'''

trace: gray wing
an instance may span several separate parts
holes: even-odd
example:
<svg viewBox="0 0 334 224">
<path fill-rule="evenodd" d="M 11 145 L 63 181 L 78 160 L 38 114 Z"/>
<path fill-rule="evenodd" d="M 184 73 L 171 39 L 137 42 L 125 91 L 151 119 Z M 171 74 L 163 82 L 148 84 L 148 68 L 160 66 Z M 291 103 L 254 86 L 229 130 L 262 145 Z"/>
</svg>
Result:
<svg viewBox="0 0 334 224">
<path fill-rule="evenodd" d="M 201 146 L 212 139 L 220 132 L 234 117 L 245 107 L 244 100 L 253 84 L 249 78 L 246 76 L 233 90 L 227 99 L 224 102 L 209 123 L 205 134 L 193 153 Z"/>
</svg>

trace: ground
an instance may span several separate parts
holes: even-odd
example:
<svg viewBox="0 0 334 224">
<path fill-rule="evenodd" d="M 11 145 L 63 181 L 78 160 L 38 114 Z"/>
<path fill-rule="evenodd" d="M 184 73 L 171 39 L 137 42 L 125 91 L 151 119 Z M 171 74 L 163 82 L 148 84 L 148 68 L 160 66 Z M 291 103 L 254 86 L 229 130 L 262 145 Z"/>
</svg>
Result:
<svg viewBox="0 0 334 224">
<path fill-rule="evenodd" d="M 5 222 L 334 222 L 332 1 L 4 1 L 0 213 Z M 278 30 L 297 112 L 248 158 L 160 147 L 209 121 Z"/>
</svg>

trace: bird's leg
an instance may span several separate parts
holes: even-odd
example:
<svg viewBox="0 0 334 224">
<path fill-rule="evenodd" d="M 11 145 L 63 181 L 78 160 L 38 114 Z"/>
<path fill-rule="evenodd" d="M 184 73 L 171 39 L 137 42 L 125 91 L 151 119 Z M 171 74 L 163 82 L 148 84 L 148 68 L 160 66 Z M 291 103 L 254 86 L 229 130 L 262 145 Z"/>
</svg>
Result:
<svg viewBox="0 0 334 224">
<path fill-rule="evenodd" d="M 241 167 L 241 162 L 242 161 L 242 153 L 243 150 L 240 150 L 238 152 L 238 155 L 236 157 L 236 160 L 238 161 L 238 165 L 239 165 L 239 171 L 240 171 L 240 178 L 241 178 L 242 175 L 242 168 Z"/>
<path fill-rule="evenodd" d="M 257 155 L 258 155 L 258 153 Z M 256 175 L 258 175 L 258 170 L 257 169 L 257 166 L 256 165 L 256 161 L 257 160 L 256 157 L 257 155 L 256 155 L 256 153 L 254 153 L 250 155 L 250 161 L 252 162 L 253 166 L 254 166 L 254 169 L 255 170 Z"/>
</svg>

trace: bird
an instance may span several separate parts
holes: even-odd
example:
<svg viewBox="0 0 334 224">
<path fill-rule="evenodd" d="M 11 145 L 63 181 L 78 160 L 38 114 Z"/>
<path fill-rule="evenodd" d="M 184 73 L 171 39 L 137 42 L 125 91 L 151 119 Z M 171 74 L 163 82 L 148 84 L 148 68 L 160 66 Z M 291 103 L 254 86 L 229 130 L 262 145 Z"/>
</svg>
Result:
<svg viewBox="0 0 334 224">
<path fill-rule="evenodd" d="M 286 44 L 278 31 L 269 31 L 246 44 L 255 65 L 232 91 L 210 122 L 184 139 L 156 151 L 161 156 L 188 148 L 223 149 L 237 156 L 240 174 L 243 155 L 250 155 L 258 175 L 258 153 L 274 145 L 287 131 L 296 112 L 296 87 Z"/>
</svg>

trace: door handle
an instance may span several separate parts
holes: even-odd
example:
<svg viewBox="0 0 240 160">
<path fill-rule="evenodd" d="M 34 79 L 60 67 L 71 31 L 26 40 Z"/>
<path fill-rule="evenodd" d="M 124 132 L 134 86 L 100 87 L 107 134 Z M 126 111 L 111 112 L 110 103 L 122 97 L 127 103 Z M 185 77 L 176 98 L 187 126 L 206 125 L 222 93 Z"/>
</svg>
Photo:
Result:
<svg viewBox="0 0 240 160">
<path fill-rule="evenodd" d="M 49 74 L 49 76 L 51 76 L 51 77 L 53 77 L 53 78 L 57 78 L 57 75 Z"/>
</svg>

'''
'''

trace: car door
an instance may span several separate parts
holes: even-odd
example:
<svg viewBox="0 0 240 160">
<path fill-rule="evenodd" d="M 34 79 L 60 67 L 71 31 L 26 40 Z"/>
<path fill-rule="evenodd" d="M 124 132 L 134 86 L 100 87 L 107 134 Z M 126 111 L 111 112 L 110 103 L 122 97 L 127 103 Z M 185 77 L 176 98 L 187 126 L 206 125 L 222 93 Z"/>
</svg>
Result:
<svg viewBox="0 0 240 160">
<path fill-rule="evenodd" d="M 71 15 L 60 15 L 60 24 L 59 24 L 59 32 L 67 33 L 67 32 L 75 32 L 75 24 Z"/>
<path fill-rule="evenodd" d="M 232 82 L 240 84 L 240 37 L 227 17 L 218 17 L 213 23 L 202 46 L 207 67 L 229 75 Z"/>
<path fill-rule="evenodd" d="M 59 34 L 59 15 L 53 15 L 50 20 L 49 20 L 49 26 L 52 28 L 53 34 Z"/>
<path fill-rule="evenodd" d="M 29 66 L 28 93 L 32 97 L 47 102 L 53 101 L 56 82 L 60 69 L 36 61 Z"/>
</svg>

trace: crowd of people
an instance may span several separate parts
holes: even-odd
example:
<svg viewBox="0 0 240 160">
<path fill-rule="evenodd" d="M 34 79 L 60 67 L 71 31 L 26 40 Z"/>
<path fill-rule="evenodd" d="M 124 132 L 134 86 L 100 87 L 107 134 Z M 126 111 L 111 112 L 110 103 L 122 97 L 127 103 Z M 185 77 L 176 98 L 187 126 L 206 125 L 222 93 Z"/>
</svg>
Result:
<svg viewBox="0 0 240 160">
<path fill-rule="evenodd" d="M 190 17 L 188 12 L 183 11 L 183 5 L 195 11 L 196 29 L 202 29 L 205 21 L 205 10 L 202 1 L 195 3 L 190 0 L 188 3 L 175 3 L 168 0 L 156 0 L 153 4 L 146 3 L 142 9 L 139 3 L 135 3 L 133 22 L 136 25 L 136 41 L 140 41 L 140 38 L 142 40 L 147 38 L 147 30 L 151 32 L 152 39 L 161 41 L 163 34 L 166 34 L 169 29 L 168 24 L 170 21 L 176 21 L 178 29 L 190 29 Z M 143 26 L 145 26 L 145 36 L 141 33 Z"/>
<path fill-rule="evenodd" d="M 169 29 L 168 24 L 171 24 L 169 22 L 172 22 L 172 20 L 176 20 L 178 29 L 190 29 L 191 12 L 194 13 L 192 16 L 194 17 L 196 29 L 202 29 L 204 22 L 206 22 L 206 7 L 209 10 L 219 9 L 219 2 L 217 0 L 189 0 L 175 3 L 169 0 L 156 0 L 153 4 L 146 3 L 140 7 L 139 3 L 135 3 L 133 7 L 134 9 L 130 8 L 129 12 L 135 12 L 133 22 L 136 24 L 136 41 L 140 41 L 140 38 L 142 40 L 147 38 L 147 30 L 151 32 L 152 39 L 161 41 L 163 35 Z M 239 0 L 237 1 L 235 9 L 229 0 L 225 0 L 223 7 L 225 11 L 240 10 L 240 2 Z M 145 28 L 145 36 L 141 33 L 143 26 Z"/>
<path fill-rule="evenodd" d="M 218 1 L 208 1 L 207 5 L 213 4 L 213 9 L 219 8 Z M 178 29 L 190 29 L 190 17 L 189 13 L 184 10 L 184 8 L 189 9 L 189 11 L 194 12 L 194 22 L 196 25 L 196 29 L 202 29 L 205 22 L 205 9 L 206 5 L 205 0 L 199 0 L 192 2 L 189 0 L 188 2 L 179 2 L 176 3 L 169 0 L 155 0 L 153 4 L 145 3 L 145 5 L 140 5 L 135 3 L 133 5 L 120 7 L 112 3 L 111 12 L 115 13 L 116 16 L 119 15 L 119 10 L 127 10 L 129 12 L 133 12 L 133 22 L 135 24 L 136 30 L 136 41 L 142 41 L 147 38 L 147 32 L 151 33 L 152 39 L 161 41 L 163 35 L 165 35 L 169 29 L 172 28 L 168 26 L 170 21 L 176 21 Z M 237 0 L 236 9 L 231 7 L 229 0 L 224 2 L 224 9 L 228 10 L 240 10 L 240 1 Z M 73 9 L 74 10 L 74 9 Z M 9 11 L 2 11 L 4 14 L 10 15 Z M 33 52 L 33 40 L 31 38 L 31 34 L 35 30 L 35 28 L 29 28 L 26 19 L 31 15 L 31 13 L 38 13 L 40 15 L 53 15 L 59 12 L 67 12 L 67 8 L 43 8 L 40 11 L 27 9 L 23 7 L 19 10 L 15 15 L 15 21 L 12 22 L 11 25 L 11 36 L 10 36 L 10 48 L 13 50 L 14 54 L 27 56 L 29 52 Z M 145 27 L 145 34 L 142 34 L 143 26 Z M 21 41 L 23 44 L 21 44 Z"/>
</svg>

'''
'''

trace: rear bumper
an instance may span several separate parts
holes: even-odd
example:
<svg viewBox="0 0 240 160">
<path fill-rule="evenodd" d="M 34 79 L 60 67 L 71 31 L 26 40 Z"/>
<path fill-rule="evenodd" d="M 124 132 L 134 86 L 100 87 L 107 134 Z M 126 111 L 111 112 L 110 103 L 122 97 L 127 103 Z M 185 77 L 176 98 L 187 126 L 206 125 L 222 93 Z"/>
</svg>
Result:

'''

[Exercise directions] Can you recast the records as a Markdown table with the columns Row and Line, starting at the line containing "trace: car door" and ending at the line containing "232 82 L 240", both included, and leaving out blank lines?

[Exercise answer]
| Row | Line |
|---|---|
| 1 | trace: car door |
| 2 | an instance may span several separate parts |
| 3 | holes: even-odd |
| 4 | example: |
| 5 | <svg viewBox="0 0 240 160"> |
| 6 | <path fill-rule="evenodd" d="M 34 79 L 60 67 L 71 31 L 26 40 Z"/> |
| 7 | <path fill-rule="evenodd" d="M 124 132 L 134 86 L 100 87 L 107 134 Z M 126 111 L 111 112 L 110 103 L 122 97 L 127 103 Z M 185 77 L 176 98 L 187 126 L 206 125 L 222 93 Z"/> |
| 8 | </svg> |
| 9 | Result: |
| 10 | <svg viewBox="0 0 240 160"> |
| 11 | <path fill-rule="evenodd" d="M 71 15 L 60 15 L 60 24 L 59 24 L 59 32 L 67 33 L 67 32 L 75 32 L 75 24 Z"/> |
| 12 | <path fill-rule="evenodd" d="M 232 82 L 240 84 L 240 37 L 227 17 L 218 17 L 213 23 L 202 46 L 207 67 L 229 75 Z"/> |